-- Start of Text section --

Too Slim and the Taildraggers is a blues/rock band led by guitarist and vocalist Tim Langford. The accomplished musician has received lifetime achievement and hall of fame awards from three Northwest blues societies and more than 40 regional and national music awards. The band’s 2020 release, “The Remedy,” debuted at No. 3 on the Billboard Top Blues Album chart.
Langford’s musical influences include Lightnin’ Hopkins, Freddy King, Duane Alliman and Lynyrd Skynyrd.
“When I was growing up, I associated music with a band or a musician and not with a particular genre of music,” he said in a 2016 article on bluesblastmagazine.com.
Langford started Too Slim and Taildraggers in 1986 in Spokane, Washington. This is their only show in Alaska.
Food trucks Dingy, Lani’s Filipino BBQ and Dough Buoys and a beer garden with cider from Double Shovel will be at the Fairgrounds. In addition, a free shuttle bus will begin at 6 p.m. and run between the Harbormaster building and the Fairgrounds. The bus will leave downtown at 6 p.m., 7 p.m. and 8 p.m.
Tickets are $22 per person and are available at www.kodiakarts.org or at the gate. Youth ages 12 and under are $10 and children 2 and under are free.
TEXAS HILL
Texas Hill caps off its three-city Alaska tour on Sunday at the Kodiak Fairgrounds. The concert — presented by Erickson Unlimited, The Kodiak Lions Club and KVOK — begins at 6 p.m. with James Logan Cole with guest Jerred Williams, followed by Ellamy Tiller and the Twang.
Craig Wayne Boyd, Adam Wakefield and Casey James make up the country band. Boyd won season 7 of “The Voice,” Wakefield was runner-up of season 10 of “The Voice” and James was the third-place finisher on the ninth season of “American Idol.”
The trio formed in 2020 but has been creating music together since 2019.
“The one thing that was good about those shows is that it brought exposure to all of us and where we were at in life,” Boyd said in an interview on tasteofcountry.com.
Tickets are $35 and are available at kvok.com or the radio station on Mill Bay Road. Children 5 and under are free. Gates open at 5 p.m.
PARADES
A pair of parades highlight the Fourth of July.
The American Legion parade begins in downtown Kodiak at 11 a.m., while the Chiniak Fourth of July Celebration Parade starts at Roads End restaurant at 2 p.m.
Parade organizer Moe Butler said this is the 23rd installment of the Chiniak Parade that was started by Coast Guard Captain John Miller, who has since died.
“One day we were sitting around a fire, and he said, ‘We should have a parade,”’ Butler said. “We’ve got to do it now to honor him. It’s a Chiniak thing. The whole neighborhood gets into it, and it is quite fun.”
Butler encourages people from town to watch the parade that covers over a mile of road and ends at Silver Beach.
Butler said the parade features tractors, four-wheelers, ATVs, vintage cars and horses.
COMMUNITY RUN
Kodiak’s annual Fourth of July 5K/10K Run/Walk is 9:30 a.m. Monday. The race starts and finishes outside the National Guard Armory at 125 Powell Street. Registration for the race begins at 8:30 a.m. at the Kodiak Community Swimming Pool.
The Fourth of July run started in 1980, with the race beginning at the entrance to the Coast Guard base and ending in downtown Kodiak. The City of Kodiak Parks and Recreation Department changed the course in 2021.
The new 10K course has runners taking Rezanof Drive to Glow Skin Care and returning to town via Mill Bay Road. The 5K course is similar, with the turnaround point being Benny Benson Drive.

-- End of Text section --
-- Start of Extracted entries --

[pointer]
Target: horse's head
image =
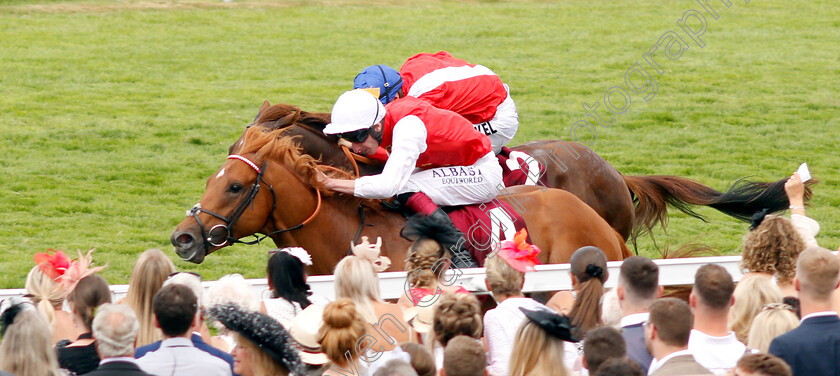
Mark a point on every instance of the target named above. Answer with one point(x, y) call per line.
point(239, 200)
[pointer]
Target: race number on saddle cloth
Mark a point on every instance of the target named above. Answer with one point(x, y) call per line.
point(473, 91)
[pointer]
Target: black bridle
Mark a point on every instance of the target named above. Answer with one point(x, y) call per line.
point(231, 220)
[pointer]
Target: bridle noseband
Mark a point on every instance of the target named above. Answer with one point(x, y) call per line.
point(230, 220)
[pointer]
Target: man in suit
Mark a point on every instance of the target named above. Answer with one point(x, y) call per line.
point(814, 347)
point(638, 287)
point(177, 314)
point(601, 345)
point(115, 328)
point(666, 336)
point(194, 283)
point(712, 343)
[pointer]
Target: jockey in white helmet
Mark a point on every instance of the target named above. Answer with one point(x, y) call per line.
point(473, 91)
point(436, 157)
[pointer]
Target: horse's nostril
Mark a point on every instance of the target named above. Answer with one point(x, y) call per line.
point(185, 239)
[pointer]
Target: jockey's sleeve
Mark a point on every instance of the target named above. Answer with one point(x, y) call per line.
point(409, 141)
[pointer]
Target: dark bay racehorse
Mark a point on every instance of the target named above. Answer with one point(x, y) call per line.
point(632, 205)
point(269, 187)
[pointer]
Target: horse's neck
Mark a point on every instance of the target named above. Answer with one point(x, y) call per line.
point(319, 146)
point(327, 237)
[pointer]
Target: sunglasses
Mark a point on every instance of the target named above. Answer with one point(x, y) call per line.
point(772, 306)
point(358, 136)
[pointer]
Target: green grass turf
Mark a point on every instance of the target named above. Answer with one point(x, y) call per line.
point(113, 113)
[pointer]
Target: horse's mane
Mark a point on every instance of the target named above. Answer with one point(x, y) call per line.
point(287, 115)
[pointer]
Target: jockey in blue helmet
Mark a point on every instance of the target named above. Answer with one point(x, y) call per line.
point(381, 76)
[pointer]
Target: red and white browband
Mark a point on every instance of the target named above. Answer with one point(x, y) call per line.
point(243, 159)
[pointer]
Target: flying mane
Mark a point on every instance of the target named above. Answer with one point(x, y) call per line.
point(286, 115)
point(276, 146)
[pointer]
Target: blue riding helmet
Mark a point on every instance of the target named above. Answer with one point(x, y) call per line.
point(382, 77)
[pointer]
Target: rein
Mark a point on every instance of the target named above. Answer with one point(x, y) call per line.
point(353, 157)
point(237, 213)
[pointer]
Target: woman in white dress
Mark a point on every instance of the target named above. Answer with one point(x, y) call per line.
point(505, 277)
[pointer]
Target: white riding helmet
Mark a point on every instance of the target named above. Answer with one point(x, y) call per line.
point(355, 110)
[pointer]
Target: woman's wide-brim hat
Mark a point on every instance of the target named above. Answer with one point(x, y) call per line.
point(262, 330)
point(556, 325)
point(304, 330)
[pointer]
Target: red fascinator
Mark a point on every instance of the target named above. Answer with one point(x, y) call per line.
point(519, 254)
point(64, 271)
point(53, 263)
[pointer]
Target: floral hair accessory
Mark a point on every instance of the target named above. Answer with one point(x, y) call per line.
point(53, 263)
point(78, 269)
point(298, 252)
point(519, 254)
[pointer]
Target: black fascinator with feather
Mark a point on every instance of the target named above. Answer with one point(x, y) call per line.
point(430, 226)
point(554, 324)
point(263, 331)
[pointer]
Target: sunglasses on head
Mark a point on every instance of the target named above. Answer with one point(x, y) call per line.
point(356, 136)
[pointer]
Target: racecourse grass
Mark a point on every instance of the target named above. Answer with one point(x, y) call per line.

-- End of Extracted entries --

__Problems__:
1. According to the article, why does Moe Butler say the Chiniak parade has to keep going? Answer in one to three sentences.
2. Output the rows from their first line through the line containing "point(230, 220)" as a JSON list of strings, one string per line, with blank lines omitted and both end lines included. Leave the pictures out.
The article and the rows have no connection to each other.

__Expected outputs__:
1. Butler says the parade must continue to honor Coast Guard Captain John Miller. Miller started the parade and has since died.

2.
[
  "[pointer]",
  "Target: horse's head",
  "image =",
  "Mark a point on every instance of the target named above. Answer with one point(x, y) call per line.",
  "point(239, 200)",
  "[pointer]",
  "Target: race number on saddle cloth",
  "Mark a point on every instance of the target named above. Answer with one point(x, y) call per line.",
  "point(473, 91)",
  "[pointer]",
  "Target: black bridle",
  "Mark a point on every instance of the target named above. Answer with one point(x, y) call per line.",
  "point(231, 220)",
  "[pointer]",
  "Target: bridle noseband",
  "Mark a point on every instance of the target named above. Answer with one point(x, y) call per line.",
  "point(230, 220)"
]